Stated task
Copy out every line of the data below word for word, with nothing left out or changed.

(Collection entries)
________________________

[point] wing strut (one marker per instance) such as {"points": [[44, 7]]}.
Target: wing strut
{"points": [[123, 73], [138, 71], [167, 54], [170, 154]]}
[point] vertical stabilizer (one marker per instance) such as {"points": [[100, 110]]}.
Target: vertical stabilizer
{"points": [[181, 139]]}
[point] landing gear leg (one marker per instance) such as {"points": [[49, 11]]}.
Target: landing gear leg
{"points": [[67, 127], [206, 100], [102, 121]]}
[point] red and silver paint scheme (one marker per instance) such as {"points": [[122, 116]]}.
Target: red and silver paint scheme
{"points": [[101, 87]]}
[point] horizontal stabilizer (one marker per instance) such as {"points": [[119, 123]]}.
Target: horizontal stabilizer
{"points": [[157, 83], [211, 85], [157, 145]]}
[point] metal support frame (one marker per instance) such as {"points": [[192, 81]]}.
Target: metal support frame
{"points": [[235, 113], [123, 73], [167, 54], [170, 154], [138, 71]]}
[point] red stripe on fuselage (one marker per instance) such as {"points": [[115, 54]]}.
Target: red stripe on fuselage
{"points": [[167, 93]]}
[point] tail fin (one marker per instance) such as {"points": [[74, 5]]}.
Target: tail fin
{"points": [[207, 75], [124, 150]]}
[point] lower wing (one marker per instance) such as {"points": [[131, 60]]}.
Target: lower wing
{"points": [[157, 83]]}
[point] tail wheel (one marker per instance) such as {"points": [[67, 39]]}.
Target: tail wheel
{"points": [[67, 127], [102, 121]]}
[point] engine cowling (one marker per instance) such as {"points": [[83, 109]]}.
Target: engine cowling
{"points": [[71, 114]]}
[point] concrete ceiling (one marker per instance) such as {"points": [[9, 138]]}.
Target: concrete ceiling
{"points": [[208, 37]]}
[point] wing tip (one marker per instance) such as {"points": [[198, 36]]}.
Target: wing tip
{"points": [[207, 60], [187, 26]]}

________________________

Output for this task
[point] wing strut (one marker per instance) such as {"points": [[44, 7]]}.
Target: wing strut
{"points": [[123, 73], [138, 71], [167, 54], [170, 154]]}
[point] vertical stabilizer (one marker per instance) such as {"points": [[100, 110]]}.
Target: vertical stabilizer
{"points": [[181, 139]]}
[point] landing gear leg (one marker per instance) such as {"points": [[49, 11]]}.
Target: landing gear leg
{"points": [[67, 127], [206, 100], [102, 121]]}
[point] red and silver paint scheme (one marker per instance) such as {"points": [[122, 116]]}.
Target: red and silver paint scheme
{"points": [[101, 87]]}
[point] horizontal stabilizer (one marker per instance) such as {"points": [[119, 123]]}.
Target: horizontal stabilizer
{"points": [[157, 83], [211, 85], [157, 145]]}
[point] metal support frame (one marker per instance) such as {"points": [[192, 81]]}.
Target: metal support frame
{"points": [[235, 113], [123, 73], [167, 54], [170, 154], [138, 71]]}
[point] red stripe on fuselage (one marker per instance) such as {"points": [[115, 54]]}.
Target: red stripe on fuselage
{"points": [[167, 93]]}
[point] tail fin (one marker per instance) such as {"points": [[74, 5]]}.
Target: tail fin
{"points": [[207, 75], [124, 150]]}
[point] lower wing (one marker per instance) such as {"points": [[131, 60]]}.
Target: lower wing
{"points": [[157, 83]]}
[point] tail wheel (one marker per instance) such as {"points": [[67, 39]]}.
Target: tail wheel
{"points": [[67, 127], [102, 121]]}
[point] engine cowling (one marker per instance) such as {"points": [[83, 109]]}.
Target: engine cowling
{"points": [[71, 114]]}
[point] concrete ceiling (one marker per instance) such as {"points": [[9, 138]]}.
Target: concrete ceiling
{"points": [[208, 37]]}
[point] wing tip (one marker per instance) such as {"points": [[198, 36]]}.
Target: wing tip
{"points": [[207, 60], [187, 26]]}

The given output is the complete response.